## Task objective
Your answer must contain each line of the data, copied exactly.

## Records supplied
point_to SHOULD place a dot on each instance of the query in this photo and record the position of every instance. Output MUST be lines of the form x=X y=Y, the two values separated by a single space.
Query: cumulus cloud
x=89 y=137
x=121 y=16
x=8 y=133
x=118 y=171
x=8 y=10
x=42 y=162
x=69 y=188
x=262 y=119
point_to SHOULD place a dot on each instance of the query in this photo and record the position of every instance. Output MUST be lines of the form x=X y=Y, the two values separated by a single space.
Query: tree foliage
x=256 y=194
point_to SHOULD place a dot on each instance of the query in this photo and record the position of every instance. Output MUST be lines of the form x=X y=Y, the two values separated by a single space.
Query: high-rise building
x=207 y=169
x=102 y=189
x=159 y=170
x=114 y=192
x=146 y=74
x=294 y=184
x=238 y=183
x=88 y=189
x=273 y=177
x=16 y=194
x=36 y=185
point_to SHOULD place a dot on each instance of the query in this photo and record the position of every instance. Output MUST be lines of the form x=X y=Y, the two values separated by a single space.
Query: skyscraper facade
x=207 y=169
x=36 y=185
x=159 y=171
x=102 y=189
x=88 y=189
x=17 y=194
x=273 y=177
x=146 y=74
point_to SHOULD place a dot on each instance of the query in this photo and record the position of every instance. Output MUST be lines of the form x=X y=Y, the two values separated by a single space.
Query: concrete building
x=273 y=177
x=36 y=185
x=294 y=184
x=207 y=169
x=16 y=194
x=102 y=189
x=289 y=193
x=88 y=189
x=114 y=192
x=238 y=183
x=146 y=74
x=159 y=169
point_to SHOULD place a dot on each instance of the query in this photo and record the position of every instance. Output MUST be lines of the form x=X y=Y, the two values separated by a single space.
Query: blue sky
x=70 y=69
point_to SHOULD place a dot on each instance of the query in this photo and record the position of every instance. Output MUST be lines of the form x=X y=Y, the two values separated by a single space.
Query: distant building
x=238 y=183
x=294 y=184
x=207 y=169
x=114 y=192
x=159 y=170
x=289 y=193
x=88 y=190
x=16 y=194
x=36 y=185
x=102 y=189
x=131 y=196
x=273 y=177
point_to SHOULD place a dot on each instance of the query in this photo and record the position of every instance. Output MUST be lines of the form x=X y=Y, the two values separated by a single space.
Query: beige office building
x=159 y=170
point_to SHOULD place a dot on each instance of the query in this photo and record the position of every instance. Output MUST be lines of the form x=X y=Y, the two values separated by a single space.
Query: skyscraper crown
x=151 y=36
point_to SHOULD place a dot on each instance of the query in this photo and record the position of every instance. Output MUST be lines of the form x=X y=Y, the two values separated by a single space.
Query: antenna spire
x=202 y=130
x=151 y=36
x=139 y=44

## Your solution
point_to SHOULD place a dot on each instance of the query in this photo and record the position of every instance. Output MUST be lines of the form x=X y=Y, the two values separated by a single space.
Query: cumulus cloud
x=89 y=137
x=121 y=16
x=8 y=133
x=118 y=171
x=8 y=10
x=42 y=162
x=69 y=188
x=262 y=119
point_to SHOULD place a dot on each instance of the query in this photo and record the position of every instance. Output MUST be lines of the form x=X y=Y, the two values separated by a single space.
Query: tree foliage
x=256 y=194
point_to SHOULD place a dot on each instance of the query in this photo and record the position of every instance. Output MUST be lines of the form x=X y=Y, the two values separated by a single space.
Query: high-rise building
x=207 y=169
x=102 y=189
x=159 y=170
x=114 y=192
x=146 y=74
x=294 y=184
x=238 y=183
x=88 y=189
x=273 y=177
x=16 y=194
x=36 y=185
point_to SHOULD place a dot on each instance of the query in this photo and record the position of every instance. Output MUST be lines of the form x=X y=Y, the two values separated by a single space.
Query: skyscraper facade
x=207 y=169
x=36 y=185
x=159 y=171
x=102 y=189
x=88 y=189
x=17 y=194
x=273 y=177
x=146 y=74
point_to SHOULD place a dot on each instance of the query in this photo and record the position of every instance. Output MUST be lines of the form x=X y=Y, the two values separated by a single space.
Query: concrete building
x=273 y=177
x=36 y=185
x=294 y=184
x=207 y=169
x=16 y=194
x=102 y=189
x=289 y=193
x=88 y=189
x=114 y=192
x=238 y=183
x=146 y=74
x=159 y=169
point_to SHOULD place a dot on each instance of the query in this photo and record the position of every instance. Output MUST be lines of the form x=X y=Y, the two values separated by a single space.
Query: blue sky
x=70 y=69
point_to SHOULD place a dot on each instance of the query in this photo and record the position of every instance. Output MUST be lines of the form x=X y=Y, the two values separated by a single space.
Query: distant building
x=238 y=183
x=294 y=184
x=207 y=169
x=114 y=192
x=159 y=170
x=289 y=193
x=88 y=190
x=16 y=194
x=36 y=185
x=102 y=189
x=131 y=196
x=273 y=177
point_to SHOULD place a dot on each instance of the query in this photo and record the position of every instance. Output MUST be lines of the form x=X y=Y, the two values separated by a single space.
Query: beige office building
x=159 y=170
point_to SHOULD place a dot on each instance of the query in this photo and record the position of every instance. Output MUST be lines of the form x=X y=Y, the two values separated by a single space.
Query: skyscraper crown
x=151 y=36
point_to SHOULD place a dot on each instance of the query in this photo and record the position of every instance. Output MUST be lines of the form x=X y=Y, the two values separated by a single space.
Query: antenna spire
x=202 y=130
x=151 y=36
x=139 y=44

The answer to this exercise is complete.